Records of labeled boxes
* * * * *

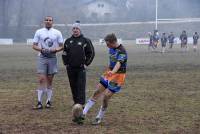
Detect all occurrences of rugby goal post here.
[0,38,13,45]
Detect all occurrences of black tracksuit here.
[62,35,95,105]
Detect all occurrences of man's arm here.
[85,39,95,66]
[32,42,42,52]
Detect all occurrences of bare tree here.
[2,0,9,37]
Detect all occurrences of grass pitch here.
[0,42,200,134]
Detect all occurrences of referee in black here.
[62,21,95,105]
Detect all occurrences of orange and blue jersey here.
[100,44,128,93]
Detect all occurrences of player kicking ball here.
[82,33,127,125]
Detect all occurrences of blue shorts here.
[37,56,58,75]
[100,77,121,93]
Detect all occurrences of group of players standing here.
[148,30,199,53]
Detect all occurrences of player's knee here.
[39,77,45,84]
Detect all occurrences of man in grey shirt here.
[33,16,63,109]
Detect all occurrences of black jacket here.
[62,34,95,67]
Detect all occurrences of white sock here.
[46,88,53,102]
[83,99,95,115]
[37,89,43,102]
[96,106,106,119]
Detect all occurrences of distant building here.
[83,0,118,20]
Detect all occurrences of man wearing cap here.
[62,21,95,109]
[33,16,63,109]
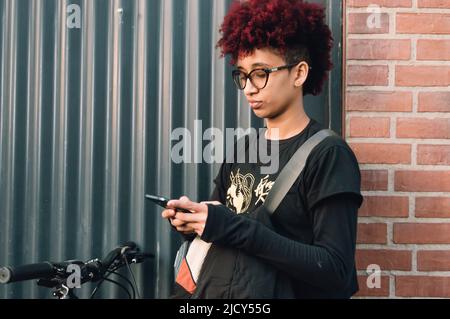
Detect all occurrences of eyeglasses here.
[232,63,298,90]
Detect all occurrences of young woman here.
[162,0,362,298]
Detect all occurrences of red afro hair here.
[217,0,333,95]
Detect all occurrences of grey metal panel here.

* * * * *

Rewrite all the entries above, changing "blue shorts" to "navy shorts" and keeping everything else the same. Leave the pictures out of your answer.

**Response for this exercise**:
Detect all occurrences of rugby goal post here.
[0,38,13,45]
Detect all occurrences of black tracksuit here.
[62,35,95,105]
Detect all occurrences of man's arm here.
[85,39,95,66]
[32,42,42,52]
Detect all occurrences of bare tree here.
[2,0,9,37]
Detect all occurrences of grass pitch here.
[0,42,200,134]
Detect all occurrences of referee in black here.
[62,21,95,105]
Detect all occurrences of orange and blue jersey here.
[100,44,128,93]
Detect all occurrences of player kicking ball here.
[82,33,127,125]
Detect all occurrences of navy shorts here.
[37,56,58,75]
[100,77,121,93]
Detect all occurrences of group of players standing here.
[148,30,199,53]
Detect all occurrences of player's knee here.
[39,77,45,84]
Detect all occurrences of man in grey shirt here.
[33,16,63,109]
Detect all occurrences of black jacket here.
[62,34,95,67]
Detect all occurrences of white sock here.
[46,88,53,102]
[83,99,95,115]
[37,89,43,102]
[96,106,106,119]
Detect all occurrences of distant building here.
[83,0,118,20]
Detect all occurrences of man wearing cap here.
[62,21,95,109]
[33,16,63,109]
Detect all occurrences of eyeglasses here.
[232,63,298,90]
Detect all occurrences of young woman here.
[162,0,362,298]
Detect all occurrences of red afro hair here.
[217,0,333,95]
Detect all occurrences of grey metal panel here.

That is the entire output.